↓
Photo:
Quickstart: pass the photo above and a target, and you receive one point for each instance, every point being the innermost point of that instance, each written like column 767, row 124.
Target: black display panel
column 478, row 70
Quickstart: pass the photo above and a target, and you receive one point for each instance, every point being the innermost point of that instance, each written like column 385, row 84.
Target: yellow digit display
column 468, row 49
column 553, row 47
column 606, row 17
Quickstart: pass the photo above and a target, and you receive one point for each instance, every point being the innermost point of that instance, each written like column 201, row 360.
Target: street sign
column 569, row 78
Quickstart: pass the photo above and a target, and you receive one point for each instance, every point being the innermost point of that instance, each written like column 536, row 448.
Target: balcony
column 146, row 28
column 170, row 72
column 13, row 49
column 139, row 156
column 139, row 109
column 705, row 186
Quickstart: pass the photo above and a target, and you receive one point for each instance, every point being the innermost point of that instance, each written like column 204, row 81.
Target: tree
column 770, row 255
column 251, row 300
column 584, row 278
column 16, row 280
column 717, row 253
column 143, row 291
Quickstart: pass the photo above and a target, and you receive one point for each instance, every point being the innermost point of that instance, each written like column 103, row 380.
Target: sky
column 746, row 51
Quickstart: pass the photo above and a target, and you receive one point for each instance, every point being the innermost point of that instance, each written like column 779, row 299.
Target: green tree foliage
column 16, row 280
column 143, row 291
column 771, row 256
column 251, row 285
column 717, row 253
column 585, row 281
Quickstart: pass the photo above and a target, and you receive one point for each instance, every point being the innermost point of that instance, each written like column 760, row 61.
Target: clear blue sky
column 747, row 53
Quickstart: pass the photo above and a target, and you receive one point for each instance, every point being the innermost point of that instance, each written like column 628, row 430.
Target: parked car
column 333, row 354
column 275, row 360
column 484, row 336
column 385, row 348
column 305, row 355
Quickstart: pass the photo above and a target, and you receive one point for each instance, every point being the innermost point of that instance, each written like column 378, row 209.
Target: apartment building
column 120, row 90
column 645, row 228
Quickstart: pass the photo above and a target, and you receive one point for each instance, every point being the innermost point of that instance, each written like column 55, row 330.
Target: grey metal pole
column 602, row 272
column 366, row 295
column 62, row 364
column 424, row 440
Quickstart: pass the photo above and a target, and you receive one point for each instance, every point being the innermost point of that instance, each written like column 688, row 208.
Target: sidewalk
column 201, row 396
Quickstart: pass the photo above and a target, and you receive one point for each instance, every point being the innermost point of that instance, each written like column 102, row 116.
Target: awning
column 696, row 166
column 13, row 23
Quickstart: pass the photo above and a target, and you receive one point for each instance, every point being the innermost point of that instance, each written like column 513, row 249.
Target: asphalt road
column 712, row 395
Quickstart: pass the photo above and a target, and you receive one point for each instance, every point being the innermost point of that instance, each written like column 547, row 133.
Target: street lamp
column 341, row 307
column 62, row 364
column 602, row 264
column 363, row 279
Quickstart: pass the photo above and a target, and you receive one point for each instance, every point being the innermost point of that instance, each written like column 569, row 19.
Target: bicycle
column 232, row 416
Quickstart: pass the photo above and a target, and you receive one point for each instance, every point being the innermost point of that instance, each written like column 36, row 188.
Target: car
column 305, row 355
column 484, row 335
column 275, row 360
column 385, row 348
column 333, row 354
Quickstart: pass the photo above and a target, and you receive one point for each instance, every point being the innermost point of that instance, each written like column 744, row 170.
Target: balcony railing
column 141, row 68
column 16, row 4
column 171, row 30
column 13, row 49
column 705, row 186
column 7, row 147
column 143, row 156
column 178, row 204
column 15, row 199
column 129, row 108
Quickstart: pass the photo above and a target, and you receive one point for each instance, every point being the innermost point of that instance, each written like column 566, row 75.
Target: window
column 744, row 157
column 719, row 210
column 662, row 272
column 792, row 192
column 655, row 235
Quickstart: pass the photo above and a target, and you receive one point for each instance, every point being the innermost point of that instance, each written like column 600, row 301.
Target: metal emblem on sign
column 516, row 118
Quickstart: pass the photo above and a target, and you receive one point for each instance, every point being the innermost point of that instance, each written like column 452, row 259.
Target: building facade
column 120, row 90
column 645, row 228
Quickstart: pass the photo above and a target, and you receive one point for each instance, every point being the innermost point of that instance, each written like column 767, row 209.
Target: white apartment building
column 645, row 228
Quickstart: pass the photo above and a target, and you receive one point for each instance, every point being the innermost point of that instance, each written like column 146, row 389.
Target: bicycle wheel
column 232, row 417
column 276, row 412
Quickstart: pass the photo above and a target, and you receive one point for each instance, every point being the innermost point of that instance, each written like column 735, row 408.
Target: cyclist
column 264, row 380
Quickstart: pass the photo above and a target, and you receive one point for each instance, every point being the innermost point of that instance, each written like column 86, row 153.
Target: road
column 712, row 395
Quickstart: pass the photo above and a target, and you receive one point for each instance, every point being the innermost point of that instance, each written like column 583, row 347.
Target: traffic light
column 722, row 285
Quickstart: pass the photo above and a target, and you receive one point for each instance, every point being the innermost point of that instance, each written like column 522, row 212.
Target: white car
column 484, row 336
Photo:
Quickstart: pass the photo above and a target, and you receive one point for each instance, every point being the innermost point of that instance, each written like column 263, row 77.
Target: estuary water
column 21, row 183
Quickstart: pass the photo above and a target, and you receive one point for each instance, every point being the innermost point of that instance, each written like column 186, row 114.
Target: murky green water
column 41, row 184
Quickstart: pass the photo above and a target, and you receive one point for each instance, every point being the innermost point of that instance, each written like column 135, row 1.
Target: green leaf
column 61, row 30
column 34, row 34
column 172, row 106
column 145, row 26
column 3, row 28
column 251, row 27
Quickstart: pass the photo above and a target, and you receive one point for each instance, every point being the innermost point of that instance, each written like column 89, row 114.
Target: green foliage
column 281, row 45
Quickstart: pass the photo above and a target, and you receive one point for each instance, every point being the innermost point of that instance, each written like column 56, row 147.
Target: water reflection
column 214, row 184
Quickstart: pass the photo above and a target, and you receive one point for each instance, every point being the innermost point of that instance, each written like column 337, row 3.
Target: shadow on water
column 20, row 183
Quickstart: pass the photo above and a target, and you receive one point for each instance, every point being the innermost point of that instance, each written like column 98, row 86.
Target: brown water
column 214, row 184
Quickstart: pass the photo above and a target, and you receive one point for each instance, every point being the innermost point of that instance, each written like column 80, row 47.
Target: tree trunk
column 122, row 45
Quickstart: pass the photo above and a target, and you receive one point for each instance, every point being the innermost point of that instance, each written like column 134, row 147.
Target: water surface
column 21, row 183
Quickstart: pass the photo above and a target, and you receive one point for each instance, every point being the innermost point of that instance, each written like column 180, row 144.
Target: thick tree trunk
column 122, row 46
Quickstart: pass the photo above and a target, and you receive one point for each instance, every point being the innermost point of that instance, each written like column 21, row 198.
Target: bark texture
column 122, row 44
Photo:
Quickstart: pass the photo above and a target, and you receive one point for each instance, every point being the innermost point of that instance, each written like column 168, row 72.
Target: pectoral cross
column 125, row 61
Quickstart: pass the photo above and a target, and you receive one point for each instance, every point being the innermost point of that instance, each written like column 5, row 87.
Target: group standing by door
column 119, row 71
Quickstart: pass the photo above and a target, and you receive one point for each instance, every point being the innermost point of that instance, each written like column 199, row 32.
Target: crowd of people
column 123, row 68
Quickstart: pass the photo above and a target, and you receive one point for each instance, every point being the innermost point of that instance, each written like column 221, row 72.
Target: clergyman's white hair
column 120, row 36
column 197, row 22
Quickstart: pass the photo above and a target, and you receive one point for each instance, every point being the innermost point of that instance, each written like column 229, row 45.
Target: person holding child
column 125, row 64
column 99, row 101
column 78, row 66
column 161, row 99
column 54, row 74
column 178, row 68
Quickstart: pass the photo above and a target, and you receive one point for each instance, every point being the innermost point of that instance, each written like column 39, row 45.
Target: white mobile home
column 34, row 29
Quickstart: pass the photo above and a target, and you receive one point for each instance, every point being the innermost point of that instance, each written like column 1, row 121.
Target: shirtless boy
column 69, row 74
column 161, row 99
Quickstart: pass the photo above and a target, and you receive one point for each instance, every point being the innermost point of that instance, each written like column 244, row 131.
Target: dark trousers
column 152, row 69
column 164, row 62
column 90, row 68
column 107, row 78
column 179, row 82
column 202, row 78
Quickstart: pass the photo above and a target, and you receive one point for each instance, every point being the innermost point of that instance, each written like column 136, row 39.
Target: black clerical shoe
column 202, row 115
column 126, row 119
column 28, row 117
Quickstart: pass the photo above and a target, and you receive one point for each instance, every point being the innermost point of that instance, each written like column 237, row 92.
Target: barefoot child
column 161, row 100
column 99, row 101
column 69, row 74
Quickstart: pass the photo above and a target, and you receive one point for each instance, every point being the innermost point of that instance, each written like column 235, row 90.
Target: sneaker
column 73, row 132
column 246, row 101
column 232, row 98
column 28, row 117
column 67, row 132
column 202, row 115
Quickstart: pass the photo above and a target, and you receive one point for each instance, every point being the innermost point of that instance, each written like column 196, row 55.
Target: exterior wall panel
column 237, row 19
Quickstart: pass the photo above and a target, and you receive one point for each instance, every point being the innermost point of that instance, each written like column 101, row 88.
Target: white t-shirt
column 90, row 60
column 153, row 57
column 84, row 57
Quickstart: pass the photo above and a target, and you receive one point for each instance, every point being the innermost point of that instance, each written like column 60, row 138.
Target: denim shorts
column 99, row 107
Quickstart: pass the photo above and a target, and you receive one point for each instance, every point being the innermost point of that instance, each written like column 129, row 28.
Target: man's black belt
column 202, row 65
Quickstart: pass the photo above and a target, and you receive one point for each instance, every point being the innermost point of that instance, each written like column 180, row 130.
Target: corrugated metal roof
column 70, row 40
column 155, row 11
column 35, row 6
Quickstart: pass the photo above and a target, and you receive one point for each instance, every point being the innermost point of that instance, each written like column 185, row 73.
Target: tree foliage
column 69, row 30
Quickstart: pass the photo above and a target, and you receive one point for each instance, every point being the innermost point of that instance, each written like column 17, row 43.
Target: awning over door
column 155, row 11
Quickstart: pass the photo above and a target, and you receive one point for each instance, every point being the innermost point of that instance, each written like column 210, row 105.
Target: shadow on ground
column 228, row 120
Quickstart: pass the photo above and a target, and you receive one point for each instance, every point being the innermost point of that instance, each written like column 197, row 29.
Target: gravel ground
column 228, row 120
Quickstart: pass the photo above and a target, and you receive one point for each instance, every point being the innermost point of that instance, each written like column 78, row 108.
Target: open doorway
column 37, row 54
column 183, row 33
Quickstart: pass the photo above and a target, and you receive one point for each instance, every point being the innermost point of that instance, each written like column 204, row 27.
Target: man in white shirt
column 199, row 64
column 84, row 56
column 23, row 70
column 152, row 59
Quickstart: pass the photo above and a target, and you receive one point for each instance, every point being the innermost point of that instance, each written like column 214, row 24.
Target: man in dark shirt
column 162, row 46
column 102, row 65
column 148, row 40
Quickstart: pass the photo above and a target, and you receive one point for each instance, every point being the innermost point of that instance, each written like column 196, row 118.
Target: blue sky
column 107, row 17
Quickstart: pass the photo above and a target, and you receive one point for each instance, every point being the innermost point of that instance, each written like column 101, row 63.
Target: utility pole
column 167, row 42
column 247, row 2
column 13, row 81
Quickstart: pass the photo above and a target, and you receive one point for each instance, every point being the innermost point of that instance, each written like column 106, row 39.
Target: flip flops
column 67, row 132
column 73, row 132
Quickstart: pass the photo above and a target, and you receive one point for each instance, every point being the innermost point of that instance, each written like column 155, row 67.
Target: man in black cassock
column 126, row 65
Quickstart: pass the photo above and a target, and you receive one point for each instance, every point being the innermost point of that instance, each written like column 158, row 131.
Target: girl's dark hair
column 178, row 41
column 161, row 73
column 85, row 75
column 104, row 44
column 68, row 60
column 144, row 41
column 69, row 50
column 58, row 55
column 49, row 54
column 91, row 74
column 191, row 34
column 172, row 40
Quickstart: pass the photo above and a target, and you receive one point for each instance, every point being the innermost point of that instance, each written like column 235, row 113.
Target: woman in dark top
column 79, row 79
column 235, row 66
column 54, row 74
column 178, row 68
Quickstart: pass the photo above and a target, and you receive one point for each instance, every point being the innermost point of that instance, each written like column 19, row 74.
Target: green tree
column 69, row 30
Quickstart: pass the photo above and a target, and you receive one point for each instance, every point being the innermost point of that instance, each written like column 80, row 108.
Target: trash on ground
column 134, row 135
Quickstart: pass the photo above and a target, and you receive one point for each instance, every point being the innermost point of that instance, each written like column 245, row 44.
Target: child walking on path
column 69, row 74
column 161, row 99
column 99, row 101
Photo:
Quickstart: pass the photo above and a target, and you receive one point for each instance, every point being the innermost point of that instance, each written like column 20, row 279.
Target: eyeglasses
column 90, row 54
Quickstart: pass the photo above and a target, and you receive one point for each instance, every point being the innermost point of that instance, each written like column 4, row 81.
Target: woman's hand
↑
__TASK DESCRIPTION__
Go back to the start of the listing above. Reproduce each line exactly, ending with the line that contains "536, row 448.".

__RESULT OF THE EXERCISE__
Photo:
Quickstart: pass the photo above and a target, and you receive one point for each instance, every point being the innermost point of that instance, each written like column 767, row 124.
Target: black display panel
column 478, row 70
Quickstart: pass the photo above and a target, and you receive one point for each instance, every point being the innermost point of that instance, each written like column 385, row 84.
Target: yellow digit display
column 468, row 49
column 553, row 47
column 606, row 17
Quickstart: pass the photo above and a target, and you receive one point for each instance, every point being the innermost point of that instance, each written like column 201, row 360.
Target: street sign
column 569, row 78
Quickstart: pass the photo above and a target, and you receive one point for each instance, every point being the innermost point of that instance, each written like column 536, row 448.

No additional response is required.